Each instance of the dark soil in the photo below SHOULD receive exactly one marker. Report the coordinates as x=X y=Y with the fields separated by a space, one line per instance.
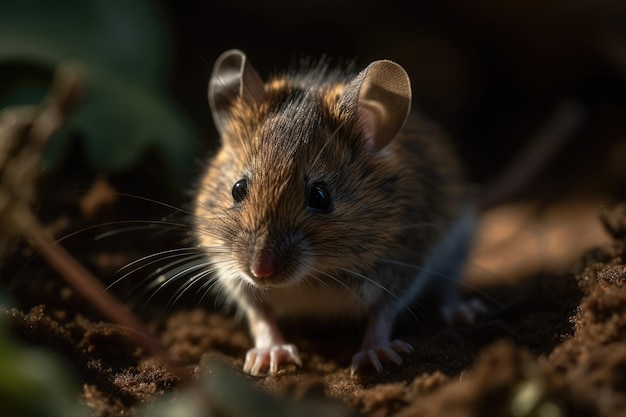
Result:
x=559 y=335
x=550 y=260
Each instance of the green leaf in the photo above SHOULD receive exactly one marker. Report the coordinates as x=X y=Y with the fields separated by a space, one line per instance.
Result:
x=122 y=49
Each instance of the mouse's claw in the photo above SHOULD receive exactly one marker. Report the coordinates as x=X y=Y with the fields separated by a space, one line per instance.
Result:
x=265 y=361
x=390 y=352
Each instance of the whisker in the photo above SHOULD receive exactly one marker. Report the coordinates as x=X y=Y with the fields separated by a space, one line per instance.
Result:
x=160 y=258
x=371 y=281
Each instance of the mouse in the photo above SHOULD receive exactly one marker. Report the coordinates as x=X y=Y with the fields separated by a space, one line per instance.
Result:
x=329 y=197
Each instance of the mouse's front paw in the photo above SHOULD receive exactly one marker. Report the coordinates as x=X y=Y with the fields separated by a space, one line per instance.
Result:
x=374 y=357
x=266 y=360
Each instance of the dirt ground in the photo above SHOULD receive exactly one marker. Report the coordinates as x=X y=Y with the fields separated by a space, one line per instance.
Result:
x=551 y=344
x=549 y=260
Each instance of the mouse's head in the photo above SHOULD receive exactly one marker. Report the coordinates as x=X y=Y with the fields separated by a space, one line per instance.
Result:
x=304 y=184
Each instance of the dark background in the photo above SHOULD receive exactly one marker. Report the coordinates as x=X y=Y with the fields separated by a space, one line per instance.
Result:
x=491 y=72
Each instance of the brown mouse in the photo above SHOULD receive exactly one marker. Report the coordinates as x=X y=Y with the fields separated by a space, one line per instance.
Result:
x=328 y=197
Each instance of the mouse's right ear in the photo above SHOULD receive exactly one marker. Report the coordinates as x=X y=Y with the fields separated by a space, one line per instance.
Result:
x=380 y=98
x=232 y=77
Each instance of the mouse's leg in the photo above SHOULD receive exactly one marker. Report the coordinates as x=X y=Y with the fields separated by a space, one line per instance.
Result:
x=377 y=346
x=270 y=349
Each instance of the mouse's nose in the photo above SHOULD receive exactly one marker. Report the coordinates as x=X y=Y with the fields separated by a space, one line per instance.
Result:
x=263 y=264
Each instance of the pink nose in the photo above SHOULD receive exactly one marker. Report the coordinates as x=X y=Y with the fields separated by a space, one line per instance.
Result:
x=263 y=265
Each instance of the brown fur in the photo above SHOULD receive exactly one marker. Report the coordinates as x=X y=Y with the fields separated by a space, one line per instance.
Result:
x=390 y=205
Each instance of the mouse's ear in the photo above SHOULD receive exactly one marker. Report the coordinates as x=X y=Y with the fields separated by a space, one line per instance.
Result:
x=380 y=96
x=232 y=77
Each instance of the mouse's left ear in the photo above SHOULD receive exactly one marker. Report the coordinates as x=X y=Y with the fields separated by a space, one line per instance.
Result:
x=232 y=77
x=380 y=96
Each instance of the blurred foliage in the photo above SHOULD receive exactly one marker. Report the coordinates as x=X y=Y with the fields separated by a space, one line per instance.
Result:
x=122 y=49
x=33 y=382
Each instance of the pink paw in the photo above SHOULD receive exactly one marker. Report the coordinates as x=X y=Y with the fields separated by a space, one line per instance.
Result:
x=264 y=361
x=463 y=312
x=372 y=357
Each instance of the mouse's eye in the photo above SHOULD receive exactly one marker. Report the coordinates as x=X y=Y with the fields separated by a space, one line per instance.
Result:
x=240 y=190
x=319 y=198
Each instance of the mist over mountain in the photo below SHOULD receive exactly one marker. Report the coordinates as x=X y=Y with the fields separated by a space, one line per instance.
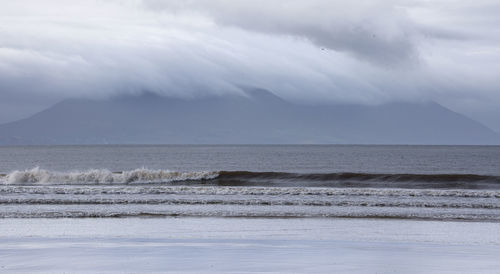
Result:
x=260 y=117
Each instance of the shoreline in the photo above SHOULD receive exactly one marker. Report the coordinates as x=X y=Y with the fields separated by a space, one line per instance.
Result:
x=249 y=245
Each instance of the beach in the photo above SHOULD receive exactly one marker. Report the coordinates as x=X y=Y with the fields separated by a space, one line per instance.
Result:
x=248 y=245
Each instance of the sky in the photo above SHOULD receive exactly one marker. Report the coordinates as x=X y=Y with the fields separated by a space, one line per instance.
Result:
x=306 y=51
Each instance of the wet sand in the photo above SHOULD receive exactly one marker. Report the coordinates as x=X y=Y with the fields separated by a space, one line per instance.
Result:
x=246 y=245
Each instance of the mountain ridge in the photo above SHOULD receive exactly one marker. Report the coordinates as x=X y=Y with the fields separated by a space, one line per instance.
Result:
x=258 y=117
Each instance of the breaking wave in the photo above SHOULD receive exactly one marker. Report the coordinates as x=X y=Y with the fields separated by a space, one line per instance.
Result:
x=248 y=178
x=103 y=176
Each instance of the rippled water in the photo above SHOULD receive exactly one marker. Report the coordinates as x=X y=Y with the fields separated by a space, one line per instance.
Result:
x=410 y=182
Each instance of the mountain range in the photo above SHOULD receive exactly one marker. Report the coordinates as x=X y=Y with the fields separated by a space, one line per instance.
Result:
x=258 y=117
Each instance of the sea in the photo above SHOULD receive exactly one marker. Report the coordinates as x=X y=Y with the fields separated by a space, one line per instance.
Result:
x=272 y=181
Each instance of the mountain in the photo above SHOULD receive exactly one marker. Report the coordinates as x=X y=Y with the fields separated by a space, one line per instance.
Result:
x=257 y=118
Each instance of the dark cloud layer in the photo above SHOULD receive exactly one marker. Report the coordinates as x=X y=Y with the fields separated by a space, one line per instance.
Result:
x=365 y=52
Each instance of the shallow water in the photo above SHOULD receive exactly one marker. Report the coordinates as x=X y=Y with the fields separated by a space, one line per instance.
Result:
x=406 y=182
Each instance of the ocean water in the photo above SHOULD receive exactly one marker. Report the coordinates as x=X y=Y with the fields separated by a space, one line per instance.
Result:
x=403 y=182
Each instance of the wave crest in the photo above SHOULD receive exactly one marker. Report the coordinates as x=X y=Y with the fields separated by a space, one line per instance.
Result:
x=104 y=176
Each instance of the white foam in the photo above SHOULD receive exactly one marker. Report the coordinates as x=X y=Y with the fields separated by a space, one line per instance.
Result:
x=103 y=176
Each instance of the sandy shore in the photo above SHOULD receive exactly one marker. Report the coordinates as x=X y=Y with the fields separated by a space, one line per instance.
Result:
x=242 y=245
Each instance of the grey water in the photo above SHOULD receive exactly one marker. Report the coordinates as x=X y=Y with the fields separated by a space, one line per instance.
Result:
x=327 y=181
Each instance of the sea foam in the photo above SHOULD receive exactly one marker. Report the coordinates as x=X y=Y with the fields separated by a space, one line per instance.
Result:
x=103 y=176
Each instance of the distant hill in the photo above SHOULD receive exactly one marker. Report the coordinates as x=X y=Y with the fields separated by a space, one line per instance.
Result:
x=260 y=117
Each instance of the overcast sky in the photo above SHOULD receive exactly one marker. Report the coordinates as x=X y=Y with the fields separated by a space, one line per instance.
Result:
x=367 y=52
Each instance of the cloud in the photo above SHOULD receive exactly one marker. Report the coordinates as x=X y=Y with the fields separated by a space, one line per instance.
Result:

...

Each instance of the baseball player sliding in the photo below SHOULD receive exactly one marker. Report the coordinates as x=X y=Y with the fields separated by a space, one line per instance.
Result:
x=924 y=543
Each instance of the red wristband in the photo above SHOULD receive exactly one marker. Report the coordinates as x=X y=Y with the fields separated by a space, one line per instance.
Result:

> [Work to complete]:
Whenever the word "foam" shows up in a line of the entries, copy that line.

> [Output]:
Each instance of the white foam in the photo above SHOULD receive exactly one marker. Report the coordinates as x=X y=Y with the fields separated by a space, one line per instance.
Each instance of the sea foam in the photo above SHOULD receive exactly one marker. Report the coordinates as x=X y=Y with the fields separated by a space, one line per instance.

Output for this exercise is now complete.